╭─ SELECTED EXCERPT

Morocco takes concrete steps to foster welfare, safety nets

Morocco takes concrete steps to foster welfare, safety nets

Morocco’s plan to generalize social protection and safety nets is on track. Concrete measures, spurred by King Mohammed VI, have been taken to strengthen welfare with the aim of achieving social justice and promoting the health offer.

In a ceremony chaired by King Mohammed VI Wednesday, the broad lines of this ambitious project, described as a genuine social revolution, were unveiled with a goal of allowing 22 million additional people to have access to mandatory health insurance by 2022.

The same welfare plan aims at generalizing family allowances by 2024, retirement pensions by 2025 benefiting primarily farmers, and self-employed people, and loss of employment compensation by 2025 in line with directives laid out in a Royal speech last July.

This program will require funding worth 51 billion dirhams or $5.7 billion by 2025, of which 23 billion dirhams will be funded from the government’s budget.

But the success of this national project hinges on the development of the health offer and addressing the deficit in health workers as well as ensuring fair distribution of health staff and facilities.

According to Finance & Economy Minister Mohamed Benchaaboun who was speaking during the ceremony, there is a need to fostering training programs to meet shortage in health workers and open the health sector to foreign investors and expertise, in line with Royal guidelines.

The generalization of welfare to categories such as farmers, craftsmen and other categories of self-employed people will lift millions from vulnerability and boost their purchasing power.

These measures are all the more important in a post-pandemic context which highlighted the role of the state in ensuring social protection especially for most vulnerable categories.

This new generation of reforms which focuses on safety nets will make the Moroccan economy and society more equal and more resilient to external shocks such as Covid-19 and signals a strong return of the welfare state in order to benefit nearly a third of the Moroccan workforce.

╰─
╭─ RECORDS SUPPLIED

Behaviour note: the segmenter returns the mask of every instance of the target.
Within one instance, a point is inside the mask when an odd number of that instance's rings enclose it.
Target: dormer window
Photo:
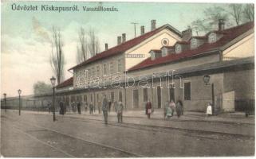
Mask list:
[[[216,33],[210,33],[209,37],[208,37],[208,42],[209,43],[215,43],[217,41],[217,37],[216,37]]]
[[[151,50],[149,53],[151,55],[152,60],[161,56],[161,50]]]
[[[191,48],[194,49],[197,48],[197,41],[195,38],[192,38],[191,41]]]
[[[175,46],[175,52],[176,53],[180,53],[181,52],[181,45],[176,45],[176,46]]]
[[[151,54],[151,60],[154,60],[156,59],[155,52],[151,52],[150,54]]]
[[[167,48],[162,48],[162,57],[167,56]]]

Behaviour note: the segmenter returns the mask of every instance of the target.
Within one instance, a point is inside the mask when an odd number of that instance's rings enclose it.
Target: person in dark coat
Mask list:
[[[102,101],[102,111],[103,111],[104,121],[105,124],[108,124],[108,103],[106,95],[104,95]]]
[[[64,115],[64,104],[63,102],[60,102],[60,114]]]
[[[51,113],[52,106],[49,101],[48,101],[47,107],[48,107],[49,113]]]
[[[78,114],[81,114],[81,103],[80,103],[80,102],[77,102],[77,111],[78,111]]]
[[[123,122],[123,110],[124,110],[124,105],[123,105],[122,102],[120,101],[116,106],[116,112],[117,113],[118,123]]]
[[[148,114],[148,118],[150,118],[150,114],[152,112],[152,104],[149,100],[148,100],[146,103],[146,113]]]
[[[109,109],[108,111],[109,111],[109,112],[111,111],[111,104],[112,104],[111,101],[108,100],[108,109]]]
[[[88,107],[88,103],[87,103],[87,102],[85,102],[85,112],[87,112],[87,107]]]
[[[176,113],[177,113],[178,118],[179,118],[179,116],[182,114],[182,111],[183,111],[182,102],[179,100],[176,104]]]
[[[89,110],[90,110],[90,114],[93,114],[93,103],[92,103],[92,102],[91,102],[91,103],[89,104]]]

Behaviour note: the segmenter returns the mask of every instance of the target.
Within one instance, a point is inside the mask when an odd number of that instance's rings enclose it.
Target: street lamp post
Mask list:
[[[18,115],[21,115],[21,94],[22,94],[22,90],[18,89]]]
[[[53,76],[50,79],[52,86],[53,86],[53,122],[55,122],[56,118],[55,118],[55,82],[56,79]]]
[[[5,100],[5,109],[6,112],[7,111],[7,107],[6,107],[6,93],[3,94],[4,100]]]
[[[210,85],[210,76],[203,76],[203,82],[206,85]],[[215,114],[215,83],[211,83],[211,104],[212,104],[212,114]]]

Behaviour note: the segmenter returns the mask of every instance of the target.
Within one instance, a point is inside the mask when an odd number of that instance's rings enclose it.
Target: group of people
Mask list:
[[[89,108],[89,114],[93,114],[93,112],[95,112],[95,106],[93,106],[93,103],[91,102],[89,105],[88,105],[87,102],[80,103],[80,102],[72,102],[71,103],[71,108],[73,112],[76,112],[77,110],[78,114],[81,114],[81,104],[84,104],[85,106],[85,111],[87,111],[88,107]],[[111,111],[111,106],[113,106],[113,108],[116,113],[117,116],[117,121],[119,123],[123,122],[123,110],[124,110],[124,105],[121,101],[117,102],[115,100],[113,103],[110,100],[108,100],[106,98],[106,95],[104,95],[104,99],[102,101],[102,105],[100,107],[100,103],[98,103],[98,111],[99,114],[101,114],[101,111],[103,112],[103,117],[104,120],[104,123],[108,124],[108,113]],[[49,112],[50,112],[50,104],[49,104]],[[67,110],[66,107],[62,101],[60,101],[60,114],[63,114],[66,113]],[[154,112],[154,109],[152,107],[152,103],[150,100],[148,100],[148,102],[145,104],[145,111],[146,114],[148,115],[148,118],[151,118],[151,114]],[[178,118],[180,117],[180,115],[183,114],[183,105],[181,100],[178,100],[175,103],[173,100],[171,100],[171,102],[167,101],[164,105],[163,109],[163,118],[170,118],[173,117],[175,114]],[[207,103],[207,114],[211,115],[212,113],[212,106],[211,103]]]
[[[183,104],[181,100],[178,100],[176,103],[172,99],[171,102],[167,101],[163,110],[164,118],[173,117],[175,112],[176,112],[178,118],[183,114]]]
[[[82,104],[85,106],[85,112],[87,111],[88,107],[89,109],[90,114],[93,114],[93,112],[95,112],[95,106],[93,104],[93,102],[91,102],[89,103],[89,105],[88,105],[87,102],[85,102],[85,103],[72,102],[71,103],[72,111],[75,113],[77,111],[77,113],[79,114],[81,114]],[[115,100],[115,102],[113,103],[112,103],[112,102],[110,100],[107,99],[106,95],[104,95],[101,107],[100,107],[100,103],[98,103],[98,107],[97,107],[99,114],[101,114],[101,111],[103,112],[104,123],[108,124],[108,112],[110,112],[112,105],[113,105],[113,107],[114,107],[115,111],[116,113],[118,122],[119,123],[123,122],[124,105],[123,105],[122,102],[120,101],[117,103],[117,101]],[[59,102],[59,108],[60,108],[60,111],[59,111],[60,114],[64,115],[66,113],[67,110],[66,110],[66,107],[65,106],[64,103],[61,100]],[[49,111],[49,112],[50,112],[50,111]]]
[[[110,112],[111,110],[111,102],[108,101],[106,95],[104,95],[104,99],[102,101],[102,111],[104,116],[104,121],[105,124],[108,124],[108,111]],[[121,101],[114,102],[114,109],[117,115],[117,121],[119,123],[123,122],[123,111],[124,111],[124,105]]]
[[[148,118],[150,118],[150,115],[154,112],[154,109],[149,100],[146,103],[145,111]],[[183,105],[181,100],[178,100],[176,103],[175,103],[173,100],[171,100],[171,102],[167,101],[163,109],[163,118],[170,118],[174,116],[175,112],[176,112],[178,118],[183,114]]]

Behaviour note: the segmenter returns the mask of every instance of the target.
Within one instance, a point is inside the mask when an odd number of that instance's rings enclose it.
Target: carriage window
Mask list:
[[[191,99],[191,84],[190,82],[184,83],[184,100]]]
[[[143,89],[143,100],[144,102],[147,102],[148,101],[148,88],[144,88]]]

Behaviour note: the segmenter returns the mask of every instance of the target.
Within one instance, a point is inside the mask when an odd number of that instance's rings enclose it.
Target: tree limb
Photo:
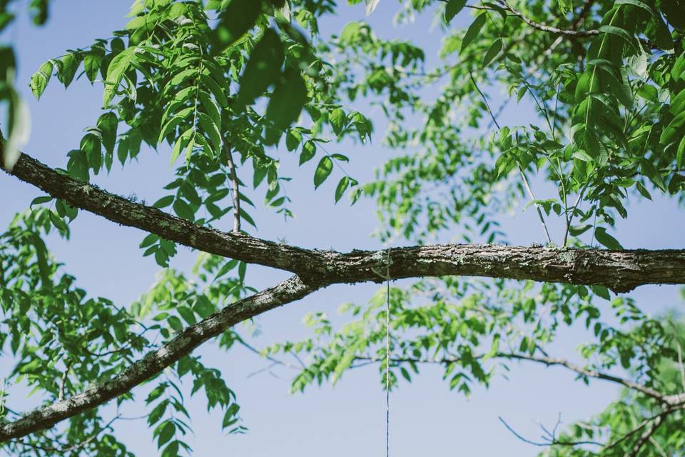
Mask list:
[[[0,156],[2,151],[0,149]],[[11,174],[69,205],[200,251],[290,271],[317,288],[382,282],[385,250],[305,249],[201,226],[73,179],[22,154]],[[604,286],[685,283],[685,250],[577,249],[442,244],[390,250],[390,278],[449,275]],[[379,270],[381,268],[382,270]]]
[[[186,328],[159,349],[148,353],[111,379],[77,395],[36,409],[13,422],[0,423],[0,443],[48,428],[61,421],[105,403],[153,377],[233,325],[299,300],[316,288],[305,284],[298,276],[293,276],[270,288],[231,303]]]

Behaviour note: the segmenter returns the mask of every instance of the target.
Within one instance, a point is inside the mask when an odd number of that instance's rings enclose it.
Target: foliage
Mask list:
[[[11,19],[8,3],[0,2],[0,30]],[[367,14],[378,4],[367,0]],[[36,24],[45,21],[47,1],[30,8]],[[295,160],[313,169],[314,189],[337,181],[335,203],[345,195],[352,204],[374,199],[385,242],[424,243],[457,233],[467,243],[506,243],[502,214],[523,204],[537,211],[532,217],[545,233],[545,220],[561,221],[562,232],[545,242],[620,250],[611,232],[628,217],[629,199],[658,194],[685,201],[682,0],[402,1],[400,25],[418,14],[439,18],[437,58],[412,41],[385,39],[364,21],[323,31],[321,24],[341,8],[332,0],[136,0],[121,30],[103,31],[108,38],[50,59],[31,78],[39,99],[51,84],[68,88],[81,74],[102,85],[103,112],[66,153],[61,171],[87,183],[109,173],[115,159],[126,167],[148,149],[171,149],[176,179],[155,207],[208,228],[233,214],[252,230],[258,221],[250,209],[293,216],[285,190],[290,178],[279,167]],[[469,26],[451,25],[469,11]],[[11,47],[0,49],[0,62],[9,169],[28,124],[12,85]],[[493,106],[491,96],[500,89],[508,96]],[[507,104],[521,101],[534,106],[537,122],[501,126]],[[382,113],[377,135],[371,106]],[[326,144],[372,137],[394,154],[360,184],[345,171],[354,158]],[[537,198],[531,176],[551,184],[552,196]],[[255,291],[246,285],[246,264],[235,259],[201,253],[191,277],[169,268],[176,244],[150,233],[141,253],[163,268],[153,288],[129,306],[89,298],[44,241],[55,230],[68,238],[78,209],[49,196],[31,207],[0,236],[0,341],[14,357],[6,382],[24,383],[41,402],[106,382],[188,326]],[[421,279],[390,291],[368,305],[345,306],[349,321],[337,330],[323,313],[308,316],[312,337],[264,355],[308,357],[295,391],[390,358],[393,388],[400,376],[410,382],[422,364],[433,363],[443,368],[450,388],[468,395],[514,361],[564,365],[546,347],[560,327],[584,325],[596,341],[581,348],[585,365],[569,369],[585,382],[614,376],[624,385],[628,378],[609,372],[627,371],[639,387],[626,387],[588,424],[552,434],[549,455],[622,455],[638,444],[635,455],[654,448],[677,455],[685,446],[678,427],[685,399],[666,401],[685,388],[677,378],[685,341],[631,298],[612,298],[599,286],[505,279]],[[607,300],[610,306],[599,303]],[[227,350],[245,343],[230,330],[218,342]],[[604,377],[592,374],[597,373]],[[245,430],[220,372],[189,355],[148,381],[146,418],[163,456],[191,451],[181,388],[187,379],[193,393],[204,390],[208,408],[224,411],[223,428]],[[133,401],[129,392],[117,403]],[[2,414],[19,416],[6,406]],[[18,455],[131,455],[112,433],[121,418],[91,410],[4,446]],[[657,423],[641,442],[641,431]]]

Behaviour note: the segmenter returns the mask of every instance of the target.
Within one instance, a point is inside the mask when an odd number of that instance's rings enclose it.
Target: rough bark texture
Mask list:
[[[305,249],[198,226],[80,182],[21,154],[11,174],[73,206],[201,251],[298,275],[305,283],[380,282],[385,251]],[[605,251],[494,245],[434,245],[390,250],[390,278],[458,275],[605,286],[685,283],[685,251]]]
[[[0,144],[0,162],[2,159]],[[310,250],[197,226],[76,181],[21,154],[11,171],[72,206],[206,252],[296,276],[230,305],[183,331],[110,381],[0,424],[0,442],[26,436],[130,391],[230,326],[321,287],[447,275],[601,285],[614,291],[650,283],[685,283],[685,251],[603,251],[492,245],[436,245],[339,253]],[[387,265],[390,259],[390,265]],[[679,396],[669,398],[681,401]]]
[[[238,322],[299,300],[315,290],[297,276],[293,276],[274,287],[232,303],[188,327],[173,340],[159,349],[148,353],[111,380],[93,386],[78,395],[34,410],[14,422],[0,424],[0,442],[44,430],[60,421],[106,403],[154,376],[207,340]]]

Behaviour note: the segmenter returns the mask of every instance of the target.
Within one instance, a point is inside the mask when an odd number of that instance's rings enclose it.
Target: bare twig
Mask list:
[[[62,378],[59,382],[59,389],[57,393],[57,401],[61,401],[64,398],[64,386],[66,384],[66,379],[69,375],[69,370],[71,369],[71,360],[66,361],[64,366],[64,372],[62,373]]]
[[[100,430],[97,431],[96,433],[93,433],[92,435],[91,435],[91,436],[88,436],[88,438],[86,438],[85,440],[83,440],[83,441],[81,441],[81,443],[77,443],[76,444],[72,444],[72,445],[71,445],[71,446],[61,446],[61,447],[59,447],[59,448],[57,448],[57,447],[46,447],[46,446],[39,446],[39,445],[37,445],[37,444],[34,444],[34,443],[24,443],[24,442],[22,441],[21,440],[14,440],[14,441],[16,444],[20,444],[20,445],[21,445],[21,446],[28,446],[28,447],[29,447],[29,448],[31,448],[32,449],[36,449],[36,450],[38,450],[38,451],[44,451],[44,452],[58,453],[59,455],[65,455],[65,454],[66,454],[66,453],[68,453],[68,452],[71,452],[71,451],[76,451],[76,450],[77,450],[77,449],[80,449],[80,448],[83,448],[83,447],[88,446],[88,444],[90,443],[91,443],[91,442],[93,441],[93,440],[94,440],[96,438],[97,438],[98,436],[100,433],[101,433],[103,431],[107,430],[113,423],[114,423],[114,422],[115,422],[116,421],[117,421],[117,420],[118,420],[118,419],[120,419],[120,418],[120,418],[118,416],[115,416],[114,418],[113,418],[111,421],[110,421],[109,422],[108,422],[108,423],[105,425],[105,426],[103,426],[102,428],[101,428]]]
[[[475,86],[476,90],[478,91],[478,94],[480,94],[481,98],[482,98],[483,103],[485,104],[485,109],[487,110],[490,117],[492,119],[492,122],[494,122],[494,125],[497,127],[497,130],[502,130],[502,128],[499,126],[499,123],[497,122],[497,118],[494,117],[494,114],[492,112],[492,110],[490,109],[490,105],[487,103],[487,99],[485,97],[485,94],[483,94],[483,91],[480,90],[480,87],[478,87],[478,84],[473,77],[473,74],[470,71],[469,76],[471,76],[471,81]],[[521,166],[521,164],[519,164],[518,161],[517,161],[517,165],[518,165],[519,172],[521,174],[521,179],[523,181],[524,187],[525,188],[526,191],[528,193],[528,196],[530,197],[530,199],[534,202],[535,209],[537,210],[537,216],[540,219],[540,222],[542,224],[542,229],[544,231],[544,236],[547,239],[547,244],[552,244],[552,238],[549,237],[549,231],[547,230],[547,224],[544,222],[544,216],[542,216],[542,210],[540,209],[540,206],[535,201],[535,196],[533,195],[533,191],[530,189],[530,184],[528,184],[528,179],[526,178],[526,174],[524,172],[523,168]]]
[[[482,358],[484,357],[484,354],[481,354],[478,356],[475,356],[475,358]],[[595,379],[601,379],[602,381],[607,381],[609,382],[619,384],[627,388],[636,391],[645,395],[648,397],[654,398],[655,400],[659,401],[660,403],[669,405],[671,407],[676,408],[681,406],[684,402],[685,402],[685,395],[684,394],[677,394],[677,395],[666,395],[656,391],[651,387],[648,387],[639,383],[631,381],[629,379],[626,379],[624,378],[620,378],[619,376],[615,376],[614,375],[609,374],[608,373],[604,373],[602,371],[599,371],[597,370],[591,370],[589,368],[584,368],[582,366],[575,365],[572,363],[567,360],[564,358],[558,358],[549,356],[531,356],[528,354],[520,354],[520,353],[497,353],[493,357],[493,358],[505,358],[509,360],[522,360],[527,361],[530,362],[535,362],[537,363],[542,363],[543,365],[547,365],[547,366],[563,366],[574,373],[577,373],[581,376],[587,376],[588,378],[594,378]],[[361,361],[369,361],[372,363],[373,362],[381,362],[384,359],[378,358],[375,357],[372,357],[369,356],[360,356],[355,357],[356,360]],[[416,358],[411,357],[393,357],[392,358],[393,362],[413,362],[416,363],[435,363],[435,364],[445,364],[445,363],[452,363],[455,362],[458,362],[460,358],[457,357],[443,357],[440,358]]]
[[[519,438],[519,440],[521,440],[521,441],[523,441],[524,443],[527,443],[528,444],[532,444],[533,446],[540,446],[540,447],[542,447],[542,446],[572,446],[572,446],[580,446],[580,445],[582,445],[582,444],[593,444],[593,445],[595,445],[595,446],[602,446],[602,443],[599,443],[599,442],[597,442],[597,441],[532,441],[532,440],[529,440],[529,439],[527,438],[524,438],[524,437],[522,436],[520,433],[519,433],[517,432],[515,430],[514,430],[514,428],[512,428],[511,426],[509,426],[508,423],[507,423],[507,421],[504,421],[504,420],[502,418],[502,416],[499,416],[497,418],[499,419],[499,421],[502,422],[502,423],[504,424],[504,426],[505,427],[507,427],[507,430],[508,430],[509,431],[512,432],[512,433],[513,433],[514,436],[516,436],[517,438]]]
[[[628,457],[636,457],[639,454],[640,451],[641,451],[642,447],[649,441],[649,438],[651,438],[651,436],[659,429],[659,428],[664,423],[664,421],[666,420],[666,418],[673,412],[673,410],[666,409],[664,410],[661,414],[657,416],[654,422],[651,423],[651,425],[644,431],[644,433],[640,436],[640,438],[635,442],[635,444],[633,445],[632,448],[631,449],[630,453],[626,453],[626,456]]]
[[[233,152],[231,145],[226,143],[224,146],[226,161],[228,163],[229,177],[233,192],[233,233],[240,233],[240,191],[235,173],[235,163],[233,161]]]

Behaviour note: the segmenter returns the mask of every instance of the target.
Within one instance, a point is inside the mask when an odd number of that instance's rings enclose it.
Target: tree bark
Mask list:
[[[0,162],[2,159],[0,144]],[[494,245],[435,245],[340,253],[280,244],[196,225],[76,181],[21,154],[11,171],[72,206],[168,240],[296,276],[240,300],[188,327],[112,379],[81,393],[0,423],[0,442],[52,426],[116,398],[161,372],[232,326],[333,283],[477,276],[605,286],[614,291],[642,284],[685,283],[685,251],[604,251]],[[390,265],[387,265],[388,258]],[[678,401],[675,398],[674,401]]]
[[[205,252],[290,271],[313,286],[385,278],[385,251],[305,249],[198,226],[73,179],[26,154],[8,173],[72,206],[114,222]],[[390,259],[390,279],[484,276],[604,286],[614,292],[627,292],[643,284],[685,283],[684,250],[442,244],[393,248]]]
[[[44,430],[60,421],[105,403],[153,377],[233,325],[299,300],[315,290],[297,276],[293,276],[274,287],[236,301],[188,327],[171,341],[156,351],[148,353],[109,381],[93,386],[78,395],[36,409],[14,422],[0,423],[0,443]]]

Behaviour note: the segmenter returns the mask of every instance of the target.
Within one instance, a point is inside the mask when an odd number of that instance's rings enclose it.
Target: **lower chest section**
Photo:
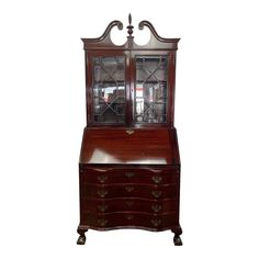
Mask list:
[[[179,169],[87,167],[79,173],[81,225],[162,230],[178,224]]]

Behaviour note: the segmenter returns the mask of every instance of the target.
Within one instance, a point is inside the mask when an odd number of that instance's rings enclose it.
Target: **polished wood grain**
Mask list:
[[[86,128],[80,164],[179,165],[173,131],[161,128]],[[108,137],[109,136],[109,137]]]
[[[83,212],[111,213],[111,212],[147,212],[167,213],[177,211],[176,198],[145,199],[145,198],[115,198],[100,199],[88,196],[83,200]]]
[[[180,38],[164,38],[150,22],[142,21],[138,29],[148,29],[150,40],[139,46],[134,41],[130,15],[128,35],[125,43],[117,46],[111,40],[113,27],[122,30],[123,24],[113,21],[100,37],[82,38],[87,126],[79,158],[80,223],[77,244],[86,243],[88,229],[137,228],[153,232],[171,229],[174,245],[180,246],[181,161],[174,127],[176,59]],[[164,123],[134,120],[138,55],[167,57],[167,112]],[[121,123],[116,122],[119,120],[110,120],[109,123],[94,120],[94,58],[103,57],[123,57],[125,60],[125,121]],[[116,81],[111,74],[113,71],[108,72],[110,81]]]

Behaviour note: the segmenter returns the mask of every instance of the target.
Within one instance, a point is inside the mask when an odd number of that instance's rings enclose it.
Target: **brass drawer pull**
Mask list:
[[[98,195],[101,196],[101,198],[104,198],[105,195],[108,194],[108,191],[106,190],[98,190]]]
[[[155,183],[159,183],[159,182],[162,180],[162,177],[160,177],[160,176],[154,176],[151,179],[153,179],[153,181],[154,181]]]
[[[133,202],[133,201],[126,201],[125,204],[126,204],[127,206],[132,206],[132,205],[134,204],[134,202]]]
[[[126,190],[127,192],[132,192],[132,191],[134,191],[134,187],[125,187],[125,190]]]
[[[106,219],[103,219],[103,218],[102,219],[98,219],[98,224],[101,225],[101,226],[105,226],[106,223],[108,223]]]
[[[158,227],[160,224],[161,224],[161,219],[151,219],[151,224],[155,226],[155,227]]]
[[[155,196],[155,198],[159,198],[161,195],[161,191],[153,191],[151,194]]]
[[[98,210],[101,212],[105,212],[108,210],[108,205],[99,205]]]
[[[132,178],[132,177],[134,177],[134,172],[125,172],[125,176],[127,177],[127,178]]]
[[[100,181],[101,183],[105,182],[108,180],[108,177],[102,174],[98,177],[98,181]]]
[[[154,212],[159,212],[159,211],[161,211],[161,205],[159,205],[159,204],[153,204],[153,205],[151,205],[151,210],[153,210]]]
[[[134,216],[130,214],[130,215],[125,215],[125,217],[126,217],[126,219],[131,221],[131,219],[133,219]]]

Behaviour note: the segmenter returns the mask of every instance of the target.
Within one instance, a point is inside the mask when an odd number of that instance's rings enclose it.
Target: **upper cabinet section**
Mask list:
[[[136,55],[134,121],[166,123],[168,93],[168,56]]]
[[[87,125],[159,127],[173,125],[176,50],[179,38],[160,37],[153,25],[149,43],[134,42],[131,15],[127,41],[112,43],[113,21],[99,38],[83,38],[87,72]]]
[[[145,49],[167,49],[167,50],[177,50],[178,48],[178,42],[180,38],[164,38],[160,37],[156,30],[154,29],[154,26],[151,25],[151,23],[149,23],[148,21],[142,21],[138,24],[138,29],[143,30],[145,26],[148,27],[150,30],[150,41],[144,45],[144,46],[139,46],[134,42],[134,36],[133,34],[133,29],[134,26],[132,25],[132,16],[131,14],[128,15],[128,25],[127,25],[127,33],[128,36],[126,38],[125,44],[117,46],[114,45],[113,42],[111,41],[111,30],[114,26],[117,26],[119,30],[123,29],[123,24],[120,21],[113,21],[111,22],[106,30],[104,31],[104,33],[97,38],[82,38],[83,42],[83,48],[86,50],[90,50],[90,49],[134,49],[134,50],[145,50]]]
[[[92,102],[94,123],[125,122],[125,57],[93,57]]]

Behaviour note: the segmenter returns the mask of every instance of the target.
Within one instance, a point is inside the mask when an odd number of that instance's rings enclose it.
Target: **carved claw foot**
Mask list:
[[[85,234],[82,236],[79,236],[78,239],[77,239],[77,245],[85,245],[86,244],[86,236]]]
[[[86,244],[86,235],[85,233],[87,232],[88,229],[82,229],[82,228],[78,228],[77,229],[77,233],[80,235],[77,239],[77,245],[85,245]]]
[[[174,246],[182,246],[181,237],[179,237],[178,235],[174,235],[173,244],[174,244]]]

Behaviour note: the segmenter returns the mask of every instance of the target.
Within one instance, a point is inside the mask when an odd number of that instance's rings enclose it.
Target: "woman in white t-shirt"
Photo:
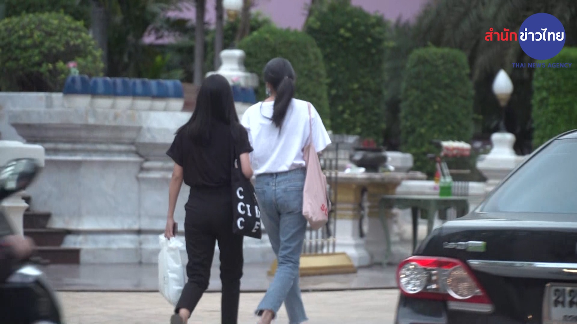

╰─

> [TASK ITEM A] In the article on Morocco's social protection plan above the material, rewrite the paragraph beginning "The same welfare plan aims" as a bulleted list that keeps its main facts.
> [TASK ITEM B] From the article on Morocco's social protection plan, write out the passage between "The same welfare" and "speech last July.", inclusive.

> [EXERCISE OUTPUT A]
- Family allowances are to be generalized by 2024.
- Retirement pensions are to be generalized by 2025, primarily benefiting farmers and self-employed people.
- Loss of employment compensation is to be generalized by 2025.
- These goals follow directives laid out in a Royal speech last July.

> [EXERCISE OUTPUT B]
The same welfare plan aims at generalizing family allowances by 2024, retirement pensions by 2025 benefiting primarily farmers, and self-employed people, and loss of employment compensation by 2025 in line with directives laid out in a Royal speech last July.